Segment Start: TEXT

If you look again at Fig. 28 you will see what I mean. Suppose the switch is closed and a steady stream of electrons is flowing through the coil from a to b. There will be no current in the other part of the coil. Now open the switch. There will be a motion of the needle of the current-measuring instrument, showing a momentary current. The direction of this motion, however, shows that the momentary stream of electrons goes through the coil from c to d.
Do you see what this means? The moment the battery is disconnected there is nothing driving the electrons in the part ab and they slow down. Immediately, and just for an instant, a stream of electrons starts off in the part cd in the same direction as if the battery was driving them along.
86Now look again at Fig. 29. If the battery is suddenly disconnected there is a momentary rush of electrons in the same direction as the battery was driving them. Just as the self-inductance of a coil opposes the starting of a stream of electrons, so it opposes the stopping of a stream which is already going.
So far we haven’t said much about making an audion produce alternating e. m. f.’s and thus making it useful for radio-telephony. Before radio was possible all these things that I have just told you, and some more too, had to be known. It took hundreds of good scientists years of patient study and experiment to find out those ideas about electricity which have made possible radio-telephony.
Two of these ideas are absolutely necessary for the student of radio-communication. First: A condenser is a gap in a circuit where there are waiting-rooms for the electrons. Second: Electrons form habits. It’s hard to get them going through a coil of wire, harder than through a straight wire, but after they are going they don’t like to stop. They like it much less if they are going through a coil instead of a straight wire.
In my next letter I’ll tell you what happens when we have a coil and a condenser together in a circuit.
The “henry” has nothing to do with a well-known automobile. It was named after Joseph Henry, a professor years ago at Princeton University.

Segment End: TEXT
Segment Start: PROVIDED DATA

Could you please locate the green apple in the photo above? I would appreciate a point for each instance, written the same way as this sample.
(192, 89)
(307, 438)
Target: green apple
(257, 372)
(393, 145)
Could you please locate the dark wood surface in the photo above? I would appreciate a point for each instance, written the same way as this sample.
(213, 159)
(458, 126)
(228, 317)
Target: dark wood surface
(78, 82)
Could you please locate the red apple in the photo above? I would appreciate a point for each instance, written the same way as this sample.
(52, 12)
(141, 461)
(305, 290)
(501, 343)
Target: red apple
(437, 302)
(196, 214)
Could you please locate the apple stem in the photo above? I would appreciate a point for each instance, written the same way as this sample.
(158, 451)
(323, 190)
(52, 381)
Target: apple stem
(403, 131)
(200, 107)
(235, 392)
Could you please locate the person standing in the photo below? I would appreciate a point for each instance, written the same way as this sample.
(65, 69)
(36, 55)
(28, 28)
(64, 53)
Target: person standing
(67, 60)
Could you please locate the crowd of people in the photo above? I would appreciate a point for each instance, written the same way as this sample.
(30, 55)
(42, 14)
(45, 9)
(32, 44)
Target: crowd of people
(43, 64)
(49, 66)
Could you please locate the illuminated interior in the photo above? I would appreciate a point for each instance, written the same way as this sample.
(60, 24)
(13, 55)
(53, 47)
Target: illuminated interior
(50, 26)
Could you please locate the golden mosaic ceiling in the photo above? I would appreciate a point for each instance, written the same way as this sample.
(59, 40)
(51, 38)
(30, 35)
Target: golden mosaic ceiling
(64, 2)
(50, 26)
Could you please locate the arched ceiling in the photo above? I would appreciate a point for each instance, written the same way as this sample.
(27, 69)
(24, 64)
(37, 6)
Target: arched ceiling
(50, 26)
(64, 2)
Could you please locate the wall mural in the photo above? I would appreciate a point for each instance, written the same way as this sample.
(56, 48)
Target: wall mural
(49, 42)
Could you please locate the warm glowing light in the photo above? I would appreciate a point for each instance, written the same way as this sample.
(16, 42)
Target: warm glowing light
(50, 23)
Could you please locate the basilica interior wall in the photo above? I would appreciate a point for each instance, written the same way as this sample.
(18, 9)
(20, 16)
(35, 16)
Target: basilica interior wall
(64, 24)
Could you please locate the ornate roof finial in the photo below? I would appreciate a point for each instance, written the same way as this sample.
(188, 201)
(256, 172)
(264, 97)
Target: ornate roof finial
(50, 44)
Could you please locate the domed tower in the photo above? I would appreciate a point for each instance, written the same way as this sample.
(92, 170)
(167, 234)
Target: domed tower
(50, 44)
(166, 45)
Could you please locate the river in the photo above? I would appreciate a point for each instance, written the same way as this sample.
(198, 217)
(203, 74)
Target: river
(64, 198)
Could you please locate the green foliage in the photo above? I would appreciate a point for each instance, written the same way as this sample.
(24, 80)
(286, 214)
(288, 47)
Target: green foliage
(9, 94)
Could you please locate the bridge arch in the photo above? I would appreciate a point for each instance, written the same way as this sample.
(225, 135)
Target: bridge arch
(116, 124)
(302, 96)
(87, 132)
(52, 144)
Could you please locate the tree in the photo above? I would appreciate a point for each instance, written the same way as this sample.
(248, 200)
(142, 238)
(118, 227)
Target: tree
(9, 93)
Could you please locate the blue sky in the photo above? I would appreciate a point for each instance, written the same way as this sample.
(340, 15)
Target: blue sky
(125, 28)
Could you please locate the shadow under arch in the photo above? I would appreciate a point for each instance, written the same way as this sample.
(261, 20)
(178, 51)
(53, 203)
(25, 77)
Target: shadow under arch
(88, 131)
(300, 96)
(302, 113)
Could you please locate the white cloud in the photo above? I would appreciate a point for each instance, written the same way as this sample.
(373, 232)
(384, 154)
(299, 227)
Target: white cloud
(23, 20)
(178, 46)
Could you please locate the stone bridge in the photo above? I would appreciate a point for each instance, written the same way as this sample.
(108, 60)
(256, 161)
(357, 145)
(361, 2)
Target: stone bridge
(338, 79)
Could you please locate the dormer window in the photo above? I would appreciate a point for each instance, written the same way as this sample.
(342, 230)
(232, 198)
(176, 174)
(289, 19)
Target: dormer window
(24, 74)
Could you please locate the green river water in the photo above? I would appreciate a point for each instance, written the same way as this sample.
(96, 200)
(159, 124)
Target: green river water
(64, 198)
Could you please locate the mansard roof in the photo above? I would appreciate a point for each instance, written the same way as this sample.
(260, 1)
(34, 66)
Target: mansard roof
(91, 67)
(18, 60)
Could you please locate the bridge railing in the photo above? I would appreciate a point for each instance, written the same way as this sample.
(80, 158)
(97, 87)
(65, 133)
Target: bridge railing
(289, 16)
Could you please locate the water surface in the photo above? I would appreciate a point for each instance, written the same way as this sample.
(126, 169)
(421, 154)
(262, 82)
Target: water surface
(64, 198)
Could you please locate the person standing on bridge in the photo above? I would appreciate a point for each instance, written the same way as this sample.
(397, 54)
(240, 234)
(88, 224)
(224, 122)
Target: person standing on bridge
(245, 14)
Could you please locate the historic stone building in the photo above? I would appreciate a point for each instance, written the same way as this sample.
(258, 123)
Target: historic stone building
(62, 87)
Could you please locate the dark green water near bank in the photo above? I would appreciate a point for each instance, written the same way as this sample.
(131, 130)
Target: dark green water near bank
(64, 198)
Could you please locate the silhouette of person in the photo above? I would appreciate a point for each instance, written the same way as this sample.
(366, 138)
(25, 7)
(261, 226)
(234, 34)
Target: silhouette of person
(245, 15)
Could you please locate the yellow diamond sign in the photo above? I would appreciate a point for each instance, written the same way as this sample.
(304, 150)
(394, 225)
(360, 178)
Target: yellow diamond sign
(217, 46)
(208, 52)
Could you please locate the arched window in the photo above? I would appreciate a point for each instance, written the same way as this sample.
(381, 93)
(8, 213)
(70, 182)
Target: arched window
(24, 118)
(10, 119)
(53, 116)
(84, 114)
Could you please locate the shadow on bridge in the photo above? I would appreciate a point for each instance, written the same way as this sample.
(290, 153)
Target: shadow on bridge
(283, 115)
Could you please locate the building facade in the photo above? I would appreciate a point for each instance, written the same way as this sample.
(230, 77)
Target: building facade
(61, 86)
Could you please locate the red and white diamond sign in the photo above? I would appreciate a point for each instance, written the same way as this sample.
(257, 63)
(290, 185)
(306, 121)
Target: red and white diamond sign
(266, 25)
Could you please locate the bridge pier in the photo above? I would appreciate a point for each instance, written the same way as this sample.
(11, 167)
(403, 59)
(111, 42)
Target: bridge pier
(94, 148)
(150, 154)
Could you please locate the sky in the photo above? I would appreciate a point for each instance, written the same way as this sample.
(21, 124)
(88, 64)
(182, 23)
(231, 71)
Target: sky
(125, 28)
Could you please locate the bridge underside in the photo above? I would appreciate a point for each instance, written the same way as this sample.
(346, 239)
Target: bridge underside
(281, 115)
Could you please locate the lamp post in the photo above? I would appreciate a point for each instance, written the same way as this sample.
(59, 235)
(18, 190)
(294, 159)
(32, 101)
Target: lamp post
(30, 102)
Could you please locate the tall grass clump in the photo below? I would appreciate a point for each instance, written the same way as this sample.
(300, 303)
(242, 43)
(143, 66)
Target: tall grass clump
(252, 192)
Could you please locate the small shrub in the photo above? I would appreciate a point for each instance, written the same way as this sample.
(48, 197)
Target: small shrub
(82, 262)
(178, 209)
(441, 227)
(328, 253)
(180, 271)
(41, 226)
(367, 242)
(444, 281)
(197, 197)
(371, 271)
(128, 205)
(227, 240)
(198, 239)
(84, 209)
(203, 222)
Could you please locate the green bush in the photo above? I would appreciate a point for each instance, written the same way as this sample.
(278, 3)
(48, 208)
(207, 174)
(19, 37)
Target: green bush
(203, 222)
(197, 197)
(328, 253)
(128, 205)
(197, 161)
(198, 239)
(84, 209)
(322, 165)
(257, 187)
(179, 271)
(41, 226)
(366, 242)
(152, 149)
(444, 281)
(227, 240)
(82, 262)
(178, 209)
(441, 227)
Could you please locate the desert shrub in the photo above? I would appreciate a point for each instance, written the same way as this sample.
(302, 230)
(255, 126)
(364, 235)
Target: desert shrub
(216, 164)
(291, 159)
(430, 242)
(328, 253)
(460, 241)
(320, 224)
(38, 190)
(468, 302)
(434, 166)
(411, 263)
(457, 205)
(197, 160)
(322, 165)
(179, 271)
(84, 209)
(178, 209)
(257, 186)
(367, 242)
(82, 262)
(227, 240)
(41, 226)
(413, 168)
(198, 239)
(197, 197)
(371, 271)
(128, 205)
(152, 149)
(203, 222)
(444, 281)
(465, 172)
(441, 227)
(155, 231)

Segment End: PROVIDED DATA

**PROBLEM DESCRIPTION**
Answer these questions from the text on coils and electrons:
(a) After the switch in Fig. 28 is opened, in which direction does the momentary stream of electrons go through the coil?
(b) What does the text say a condenser is?
(c) Who was the "henry" named after?

**ANSWER SECTION**
(a) From c to d.
(b) A gap in a circuit where there are waiting-rooms for the electrons.
(c) Joseph Henry, a professor years ago at Princeton University.